##### Records to process #####
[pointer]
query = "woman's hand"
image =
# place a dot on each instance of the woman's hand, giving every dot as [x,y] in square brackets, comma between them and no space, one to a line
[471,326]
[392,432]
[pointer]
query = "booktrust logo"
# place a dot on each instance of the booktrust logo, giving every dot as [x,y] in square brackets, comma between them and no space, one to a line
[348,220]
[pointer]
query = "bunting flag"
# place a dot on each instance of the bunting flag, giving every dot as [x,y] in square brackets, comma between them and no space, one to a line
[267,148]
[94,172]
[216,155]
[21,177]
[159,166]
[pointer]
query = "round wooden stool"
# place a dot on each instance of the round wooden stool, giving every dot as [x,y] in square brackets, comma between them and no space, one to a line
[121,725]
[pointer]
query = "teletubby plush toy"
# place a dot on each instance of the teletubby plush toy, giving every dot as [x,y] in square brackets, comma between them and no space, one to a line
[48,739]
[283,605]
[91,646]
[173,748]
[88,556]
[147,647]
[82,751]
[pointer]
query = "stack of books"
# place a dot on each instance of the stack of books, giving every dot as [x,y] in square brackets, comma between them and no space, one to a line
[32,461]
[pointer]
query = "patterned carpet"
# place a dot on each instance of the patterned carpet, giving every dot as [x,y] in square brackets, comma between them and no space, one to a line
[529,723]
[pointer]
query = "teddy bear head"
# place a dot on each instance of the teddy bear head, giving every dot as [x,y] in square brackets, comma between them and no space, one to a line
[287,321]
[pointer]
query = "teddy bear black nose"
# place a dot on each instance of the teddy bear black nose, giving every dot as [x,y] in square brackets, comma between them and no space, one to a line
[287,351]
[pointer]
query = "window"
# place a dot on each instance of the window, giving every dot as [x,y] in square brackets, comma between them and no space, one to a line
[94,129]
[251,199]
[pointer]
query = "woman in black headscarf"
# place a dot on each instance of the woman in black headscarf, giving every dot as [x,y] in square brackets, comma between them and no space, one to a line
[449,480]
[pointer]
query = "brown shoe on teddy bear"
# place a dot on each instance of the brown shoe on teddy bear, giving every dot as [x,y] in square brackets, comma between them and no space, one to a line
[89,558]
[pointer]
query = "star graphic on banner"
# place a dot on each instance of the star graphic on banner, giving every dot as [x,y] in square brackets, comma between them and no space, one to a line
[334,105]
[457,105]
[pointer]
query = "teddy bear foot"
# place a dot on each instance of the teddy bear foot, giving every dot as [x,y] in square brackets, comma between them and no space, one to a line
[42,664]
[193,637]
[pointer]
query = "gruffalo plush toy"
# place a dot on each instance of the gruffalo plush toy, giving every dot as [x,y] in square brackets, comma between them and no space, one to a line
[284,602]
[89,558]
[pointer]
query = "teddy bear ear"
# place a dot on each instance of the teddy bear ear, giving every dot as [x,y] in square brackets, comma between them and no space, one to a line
#####
##### Records to process #####
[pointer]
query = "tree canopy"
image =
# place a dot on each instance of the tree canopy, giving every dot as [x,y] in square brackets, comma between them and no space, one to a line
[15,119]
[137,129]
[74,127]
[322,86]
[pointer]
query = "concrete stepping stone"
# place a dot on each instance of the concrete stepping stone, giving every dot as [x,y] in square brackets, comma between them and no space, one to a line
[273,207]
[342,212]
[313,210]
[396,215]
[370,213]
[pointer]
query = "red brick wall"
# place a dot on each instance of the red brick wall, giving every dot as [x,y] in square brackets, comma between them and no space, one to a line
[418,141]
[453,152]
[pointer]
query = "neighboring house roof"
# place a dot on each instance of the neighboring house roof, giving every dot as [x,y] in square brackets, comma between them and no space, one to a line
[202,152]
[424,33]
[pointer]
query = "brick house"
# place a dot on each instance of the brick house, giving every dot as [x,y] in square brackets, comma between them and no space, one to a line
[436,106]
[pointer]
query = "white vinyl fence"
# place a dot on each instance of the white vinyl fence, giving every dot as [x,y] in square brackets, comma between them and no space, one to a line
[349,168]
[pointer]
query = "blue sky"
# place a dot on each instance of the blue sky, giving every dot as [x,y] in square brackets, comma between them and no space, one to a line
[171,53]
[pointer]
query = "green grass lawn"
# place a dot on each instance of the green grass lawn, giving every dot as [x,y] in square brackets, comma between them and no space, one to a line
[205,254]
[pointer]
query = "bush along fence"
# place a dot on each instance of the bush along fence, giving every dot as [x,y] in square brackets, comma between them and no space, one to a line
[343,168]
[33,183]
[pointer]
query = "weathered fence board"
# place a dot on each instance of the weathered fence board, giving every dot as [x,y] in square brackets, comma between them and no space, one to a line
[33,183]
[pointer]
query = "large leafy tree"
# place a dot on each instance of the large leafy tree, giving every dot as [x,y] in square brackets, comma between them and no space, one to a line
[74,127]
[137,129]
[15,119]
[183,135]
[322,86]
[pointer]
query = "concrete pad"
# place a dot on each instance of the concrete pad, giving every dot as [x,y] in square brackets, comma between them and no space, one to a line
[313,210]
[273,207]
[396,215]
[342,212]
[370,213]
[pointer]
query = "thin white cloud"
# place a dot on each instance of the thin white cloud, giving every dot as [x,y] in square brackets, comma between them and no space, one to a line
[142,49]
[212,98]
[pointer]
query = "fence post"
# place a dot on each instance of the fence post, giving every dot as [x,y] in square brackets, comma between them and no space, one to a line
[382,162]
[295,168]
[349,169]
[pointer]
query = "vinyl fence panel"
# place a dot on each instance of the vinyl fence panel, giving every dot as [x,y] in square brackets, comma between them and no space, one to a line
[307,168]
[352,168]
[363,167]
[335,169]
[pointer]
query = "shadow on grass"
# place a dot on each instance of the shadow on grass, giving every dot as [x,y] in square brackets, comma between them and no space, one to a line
#####
=== Exercise ===
Locate every line in the rows above that contains the string "logo", and copy each such line.

=== Completed exercise ===
query = "booktrust logo"
# place a dot on each instance of the booktrust logo, giving every dot as [x,y] in square brackets, comma between them and no space, one to a line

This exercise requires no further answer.